**Task:** Return the listing exactly as it appears, but strip out the images.

**Given data:**
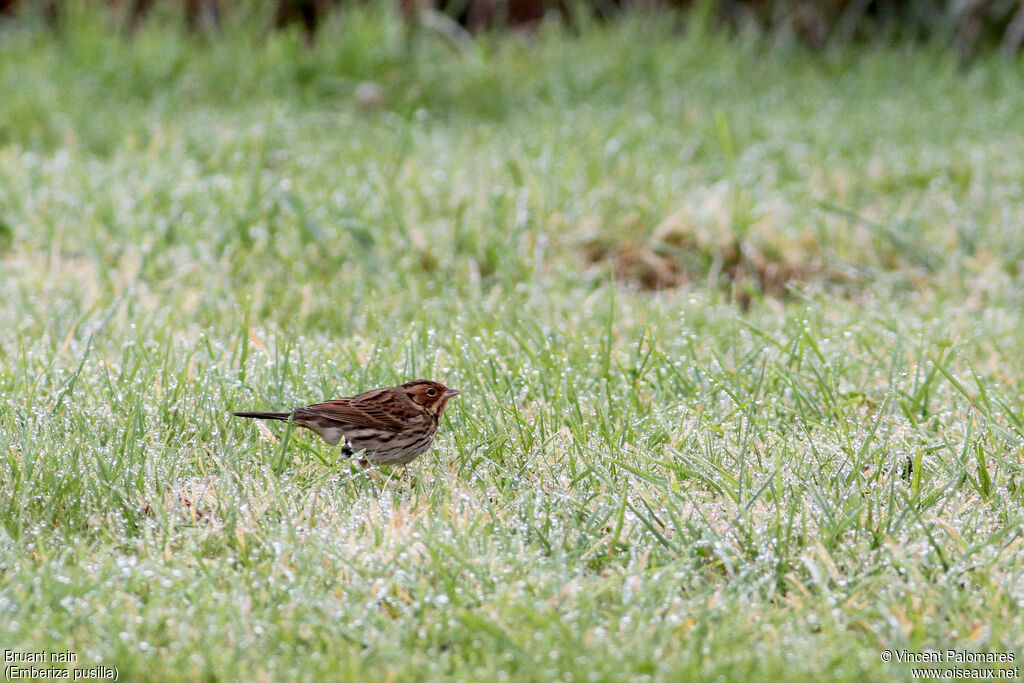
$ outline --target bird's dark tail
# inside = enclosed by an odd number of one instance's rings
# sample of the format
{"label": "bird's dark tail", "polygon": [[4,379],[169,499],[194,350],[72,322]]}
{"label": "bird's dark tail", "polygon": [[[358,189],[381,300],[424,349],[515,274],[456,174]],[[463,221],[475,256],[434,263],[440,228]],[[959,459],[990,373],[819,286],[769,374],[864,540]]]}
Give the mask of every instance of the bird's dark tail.
{"label": "bird's dark tail", "polygon": [[287,420],[291,413],[231,413],[235,417],[255,417],[260,420]]}

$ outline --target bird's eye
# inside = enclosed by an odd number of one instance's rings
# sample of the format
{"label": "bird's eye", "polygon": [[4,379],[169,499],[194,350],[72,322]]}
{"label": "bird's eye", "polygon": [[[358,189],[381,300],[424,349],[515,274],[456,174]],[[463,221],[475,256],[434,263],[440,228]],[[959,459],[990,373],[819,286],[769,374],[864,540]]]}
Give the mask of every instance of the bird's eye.
{"label": "bird's eye", "polygon": [[427,389],[427,396],[437,396],[437,389]]}

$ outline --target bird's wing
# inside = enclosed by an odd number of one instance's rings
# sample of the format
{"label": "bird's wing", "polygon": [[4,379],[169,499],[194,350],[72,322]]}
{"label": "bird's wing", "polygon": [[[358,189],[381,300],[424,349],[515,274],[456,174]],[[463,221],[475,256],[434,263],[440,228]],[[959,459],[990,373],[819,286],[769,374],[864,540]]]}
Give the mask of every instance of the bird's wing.
{"label": "bird's wing", "polygon": [[326,418],[353,427],[398,432],[405,425],[405,420],[411,417],[411,411],[393,402],[339,398],[299,408],[295,411],[295,417],[297,420],[306,417]]}

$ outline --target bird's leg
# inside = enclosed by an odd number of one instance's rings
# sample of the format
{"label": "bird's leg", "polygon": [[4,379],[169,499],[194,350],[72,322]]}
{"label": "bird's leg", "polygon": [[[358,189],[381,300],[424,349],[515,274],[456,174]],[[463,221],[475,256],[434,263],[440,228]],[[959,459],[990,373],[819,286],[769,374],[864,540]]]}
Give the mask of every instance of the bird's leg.
{"label": "bird's leg", "polygon": [[395,467],[391,471],[391,475],[388,477],[388,480],[394,480],[395,491],[399,493],[404,493],[406,490],[416,491],[420,488],[420,482],[416,476],[415,470],[408,465]]}
{"label": "bird's leg", "polygon": [[380,470],[377,468],[370,469],[370,463],[367,460],[359,459],[356,460],[359,466],[363,468],[363,474],[370,480],[371,486],[374,487],[374,495],[380,495],[380,490],[384,488],[387,481],[381,479]]}
{"label": "bird's leg", "polygon": [[[356,450],[354,448],[352,448],[352,444],[349,443],[348,441],[346,441],[345,445],[341,447],[341,454],[343,456],[345,456],[346,459],[352,458],[353,456],[357,455]],[[363,455],[363,454],[365,454],[365,451],[359,451],[359,455]],[[370,475],[370,477],[374,481],[376,481],[378,484],[380,484],[380,477],[379,477],[379,475],[377,474],[376,471],[367,472],[367,470],[370,469],[370,461],[369,460],[367,460],[365,457],[359,457],[359,458],[356,459],[355,462],[358,463],[358,465],[363,468],[363,472],[365,472],[366,474]]]}

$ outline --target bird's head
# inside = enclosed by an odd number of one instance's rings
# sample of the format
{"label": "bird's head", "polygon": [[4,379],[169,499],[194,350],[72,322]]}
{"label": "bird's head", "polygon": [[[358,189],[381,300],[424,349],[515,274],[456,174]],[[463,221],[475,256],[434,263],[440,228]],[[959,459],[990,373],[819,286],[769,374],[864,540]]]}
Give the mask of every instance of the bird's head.
{"label": "bird's head", "polygon": [[401,386],[402,391],[409,397],[409,400],[416,405],[423,406],[438,417],[448,406],[448,401],[459,395],[458,389],[449,389],[440,382],[433,382],[429,379],[417,379],[406,382]]}

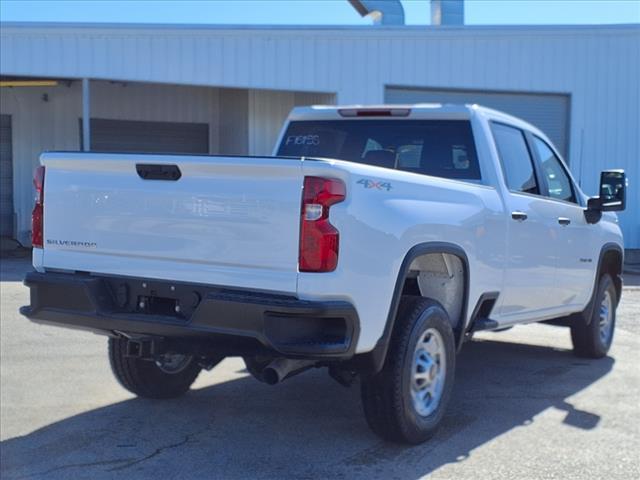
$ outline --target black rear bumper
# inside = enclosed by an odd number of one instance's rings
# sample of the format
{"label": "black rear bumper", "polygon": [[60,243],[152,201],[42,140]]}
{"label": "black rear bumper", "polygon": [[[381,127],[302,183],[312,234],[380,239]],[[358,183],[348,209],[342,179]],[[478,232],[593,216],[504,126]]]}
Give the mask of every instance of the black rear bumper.
{"label": "black rear bumper", "polygon": [[24,283],[31,304],[20,313],[34,322],[106,335],[204,340],[231,349],[227,354],[250,340],[284,356],[348,359],[359,333],[355,308],[342,301],[82,273],[30,272]]}

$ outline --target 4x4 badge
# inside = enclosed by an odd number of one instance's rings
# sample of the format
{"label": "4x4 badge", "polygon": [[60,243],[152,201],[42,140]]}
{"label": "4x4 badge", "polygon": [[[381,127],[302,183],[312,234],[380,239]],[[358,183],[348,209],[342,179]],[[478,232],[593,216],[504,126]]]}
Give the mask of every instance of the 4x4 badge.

**Your solution:**
$ outline --target bird's dark tail
# inside = enclosed by an odd number of one instance's rings
# sample of the format
{"label": "bird's dark tail", "polygon": [[4,379],[169,499],[194,350],[72,322]]}
{"label": "bird's dark tail", "polygon": [[[358,189],[381,300],[424,349],[515,274],[456,174]],[[463,221],[475,256],[434,263],[440,228]],[[959,459],[990,373],[819,286],[769,374],[864,540]]]}
Give the mask of every instance of the bird's dark tail.
{"label": "bird's dark tail", "polygon": [[287,420],[291,413],[231,413],[235,417],[255,417],[260,420]]}

$ outline --target bird's eye
# inside = enclosed by an odd number of one instance's rings
# sample of the format
{"label": "bird's eye", "polygon": [[4,379],[169,499],[194,350],[72,322]]}
{"label": "bird's eye", "polygon": [[[358,189],[381,300],[424,349],[515,274],[456,174]],[[463,221],[475,256],[434,263],[440,228]],[[959,459],[990,373],[819,286],[769,374],[864,540]]]}
Give the mask of every instance of the bird's eye.
{"label": "bird's eye", "polygon": [[427,389],[427,396],[437,396],[437,389]]}

$ outline --target bird's wing
# inside = enclosed by an odd number of one instance's rings
# sample of the format
{"label": "bird's wing", "polygon": [[4,379],[169,499],[194,350],[72,322]]}
{"label": "bird's wing", "polygon": [[[358,189],[381,300],[424,349],[515,274],[456,174]],[[463,221],[475,256],[434,263],[440,228]],[[959,459],[990,373],[819,286],[769,374],[864,540]]]}
Give the mask of every instance of the bird's wing.
{"label": "bird's wing", "polygon": [[326,418],[353,427],[398,432],[405,425],[405,420],[411,417],[411,411],[393,402],[339,398],[299,408],[295,411],[295,417],[297,420],[306,417]]}

$ outline --target bird's leg
# inside = enclosed by an odd number of one instance's rings
# sample of the format
{"label": "bird's leg", "polygon": [[4,379],[169,499],[194,350],[72,322]]}
{"label": "bird's leg", "polygon": [[[358,189],[381,300],[424,349],[515,274],[456,174]],[[463,221],[475,256],[434,263],[440,228]],[[959,459],[990,373],[819,286],[769,374],[864,540]]]}
Give the mask of every instance of the bird's leg.
{"label": "bird's leg", "polygon": [[395,467],[391,471],[391,475],[388,477],[388,480],[394,480],[395,491],[399,493],[404,493],[406,490],[416,491],[420,488],[420,482],[416,476],[415,470],[408,465]]}
{"label": "bird's leg", "polygon": [[380,470],[377,468],[370,469],[370,463],[367,460],[359,459],[356,460],[359,466],[363,468],[363,474],[370,480],[371,486],[374,487],[374,495],[380,495],[380,490],[384,488],[387,481],[381,479]]}
{"label": "bird's leg", "polygon": [[[356,450],[354,448],[352,448],[352,444],[349,443],[348,441],[346,441],[345,445],[341,447],[341,454],[343,456],[345,456],[346,459],[352,458],[353,456],[357,455]],[[363,455],[363,454],[365,454],[365,451],[359,451],[359,455]],[[370,475],[370,477],[374,481],[376,481],[378,484],[380,484],[380,477],[379,477],[379,475],[377,474],[376,471],[367,472],[367,470],[370,469],[370,461],[369,460],[367,460],[365,457],[359,457],[359,458],[356,459],[355,462],[358,463],[358,465],[363,468],[363,472],[365,472],[366,474]]]}

$ outline --target bird's head
# inside = enclosed by an odd number of one instance's rings
# sample of the format
{"label": "bird's head", "polygon": [[4,379],[169,499],[194,350],[72,322]]}
{"label": "bird's head", "polygon": [[[358,189],[381,300],[424,349],[515,274],[456,174]],[[463,221],[475,256],[434,263],[440,228]],[[959,459],[990,373],[819,286],[769,374],[864,540]]]}
Give the mask of every instance of the bird's head.
{"label": "bird's head", "polygon": [[401,386],[402,391],[409,397],[409,400],[416,405],[423,406],[438,417],[448,406],[448,401],[459,395],[458,389],[449,389],[440,382],[433,382],[429,379],[417,379],[406,382]]}

$ outline --target black rear bumper
# inside = enclosed by an odd number of one instance's rings
# sample of the format
{"label": "black rear bumper", "polygon": [[60,243],[152,201],[42,140]]}
{"label": "black rear bumper", "polygon": [[[381,127],[302,183],[312,234],[380,239]],[[358,183],[348,209],[342,179]],[[478,232],[593,216],[504,126]]]}
Give the mask of every instance of the black rear bumper.
{"label": "black rear bumper", "polygon": [[24,283],[31,304],[20,313],[34,322],[106,335],[204,340],[231,349],[227,354],[250,340],[284,356],[348,359],[359,333],[355,308],[342,301],[82,273],[30,272]]}

$ outline --target 4x4 badge
# inside = enclosed by an odd number of one instance's rings
# sample of the format
{"label": "4x4 badge", "polygon": [[60,243],[152,201],[42,140]]}
{"label": "4x4 badge", "polygon": [[[381,127],[302,183],[312,234],[380,239]],[[358,183],[348,209],[342,179]],[[478,232],[593,216],[504,126]]]}
Give the mask of every instance of the 4x4 badge.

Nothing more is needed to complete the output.